### Check your understanding
[A] Summarize the Oxxo story in two sentences.
[B] Answer these questions about the Oxxo story:
(i) What were the family members buying when they walked into Oxxo in the joke?
(ii) Which three people are named as walking into Oxxo?
(iii) To whom does the narrator imagine Santi telling the joke-story?
[C] From the Oxxo story, copy the passage that starts at the words "If I had to" and ends after "home with us.".

### Selected extract
-*-

If I had to guess it started around the dinner table – where many good stories start. Perhaps we were talking about where babies come from or maybe it was around Rafa’s birthday which would answer why Santi was wondering where we “got him”. There was something silly and charming about the way he asked, like he was looking for a joke. So we gave him one and it’s become his favorite joke.
“We got you at Oxxo*,” we said smiling playfully.
“OXXO?!” he laughed-yelled.
“Yep. Mami, papa, and Rafa walked into Oxxo for ice cream and chips and there you were. There was only one and you were so cute and we just had to have you. So we asked the clerk, ‘How much for that cute Santi?’ And then we put you in the car and brought you home with us.
He was wild about this story and, every so often, he talks about how we got him at Oxxo. I half-cringe every time I imagine him telling this joke-story to his school friends’ parents. But, hey, it’s become our joke; one we might laugh about when he’s an adult, so I’ll take a judgy, slant-eye any day for a story my kid delights in.

-*-

### Supplied data
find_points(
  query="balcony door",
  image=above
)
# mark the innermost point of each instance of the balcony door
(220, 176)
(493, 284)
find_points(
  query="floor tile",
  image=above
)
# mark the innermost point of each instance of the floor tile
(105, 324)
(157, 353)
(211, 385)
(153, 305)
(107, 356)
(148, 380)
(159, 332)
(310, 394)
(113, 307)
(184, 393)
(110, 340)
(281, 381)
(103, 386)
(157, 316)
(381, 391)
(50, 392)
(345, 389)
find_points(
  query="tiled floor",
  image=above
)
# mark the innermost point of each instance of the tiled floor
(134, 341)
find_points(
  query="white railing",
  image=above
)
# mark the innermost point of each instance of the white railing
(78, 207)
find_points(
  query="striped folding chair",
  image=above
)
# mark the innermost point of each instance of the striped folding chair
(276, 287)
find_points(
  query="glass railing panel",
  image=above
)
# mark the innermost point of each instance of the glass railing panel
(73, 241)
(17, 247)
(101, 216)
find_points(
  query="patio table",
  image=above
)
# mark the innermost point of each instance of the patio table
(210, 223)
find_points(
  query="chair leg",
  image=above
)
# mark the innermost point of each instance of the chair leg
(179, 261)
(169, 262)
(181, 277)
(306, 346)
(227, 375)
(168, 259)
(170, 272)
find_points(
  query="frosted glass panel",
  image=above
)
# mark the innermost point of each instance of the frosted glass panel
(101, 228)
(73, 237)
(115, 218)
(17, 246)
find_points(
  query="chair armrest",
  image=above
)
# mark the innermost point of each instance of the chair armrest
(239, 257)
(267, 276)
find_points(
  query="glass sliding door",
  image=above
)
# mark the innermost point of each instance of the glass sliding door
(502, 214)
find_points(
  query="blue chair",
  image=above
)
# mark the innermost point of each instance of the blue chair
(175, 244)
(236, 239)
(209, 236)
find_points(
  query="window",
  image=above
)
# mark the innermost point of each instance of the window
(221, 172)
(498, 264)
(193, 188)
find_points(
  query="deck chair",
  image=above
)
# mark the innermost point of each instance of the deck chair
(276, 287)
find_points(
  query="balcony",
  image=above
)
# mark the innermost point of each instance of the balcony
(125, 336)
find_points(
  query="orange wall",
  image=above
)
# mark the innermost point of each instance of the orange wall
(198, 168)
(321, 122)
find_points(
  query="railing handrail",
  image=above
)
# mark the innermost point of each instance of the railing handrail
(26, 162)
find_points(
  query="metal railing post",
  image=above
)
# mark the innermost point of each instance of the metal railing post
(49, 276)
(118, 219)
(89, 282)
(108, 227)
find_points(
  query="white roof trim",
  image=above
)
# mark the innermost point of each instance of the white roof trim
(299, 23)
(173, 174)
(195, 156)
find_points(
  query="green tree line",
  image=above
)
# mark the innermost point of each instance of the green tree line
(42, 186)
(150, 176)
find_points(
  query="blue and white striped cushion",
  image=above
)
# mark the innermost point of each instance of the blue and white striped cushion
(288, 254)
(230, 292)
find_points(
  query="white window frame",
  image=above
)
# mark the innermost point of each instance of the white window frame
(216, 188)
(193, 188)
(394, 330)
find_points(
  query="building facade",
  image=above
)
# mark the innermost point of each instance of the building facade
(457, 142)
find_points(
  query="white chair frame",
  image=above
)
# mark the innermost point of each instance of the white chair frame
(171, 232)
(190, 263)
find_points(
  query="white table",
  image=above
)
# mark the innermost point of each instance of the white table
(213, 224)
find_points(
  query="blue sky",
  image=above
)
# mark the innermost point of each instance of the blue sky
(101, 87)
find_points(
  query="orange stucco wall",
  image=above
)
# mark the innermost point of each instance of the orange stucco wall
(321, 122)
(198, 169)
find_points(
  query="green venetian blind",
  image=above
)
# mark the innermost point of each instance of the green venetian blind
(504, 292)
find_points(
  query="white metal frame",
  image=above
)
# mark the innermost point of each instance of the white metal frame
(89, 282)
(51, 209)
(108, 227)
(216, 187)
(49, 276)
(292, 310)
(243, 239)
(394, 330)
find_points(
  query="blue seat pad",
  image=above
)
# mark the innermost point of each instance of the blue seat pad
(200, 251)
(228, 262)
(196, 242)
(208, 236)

-*-

### Answers
[A] When Santi asked where the family "got him," they joked that they found him at Oxxo while buying ice cream and chips, where he was the only one and so cute they had to have him. He loves the joke and often brings it up, and although the narrator half-cringes at the thought of him telling it to other parents, the narrator will gladly accept a judgy look for a story the child delights in.

[B]
(i) Ice cream and chips.
(ii) Mami, papa, and Rafa.
(iii) His school friends' parents.

[C]
If I had to guess it started around the dinner table – where many good stories start. Perhaps we were talking about where babies come from or maybe it was around Rafa’s birthday which would answer why Santi was wondering where we “got him”. There was something silly and charming about the way he asked, like he was looking for a joke. So we gave him one and it’s become his favorite joke.
“We got you at Oxxo*,” we said smiling playfully.
“OXXO?!” he laughed-yelled.
“Yep. Mami, papa, and Rafa walked into Oxxo for ice cream and chips and there you were. There was only one and you were so cute and we just had to have you. So we asked the clerk, ‘How much for that cute Santi?’ And then we put you in the car and brought you home with us.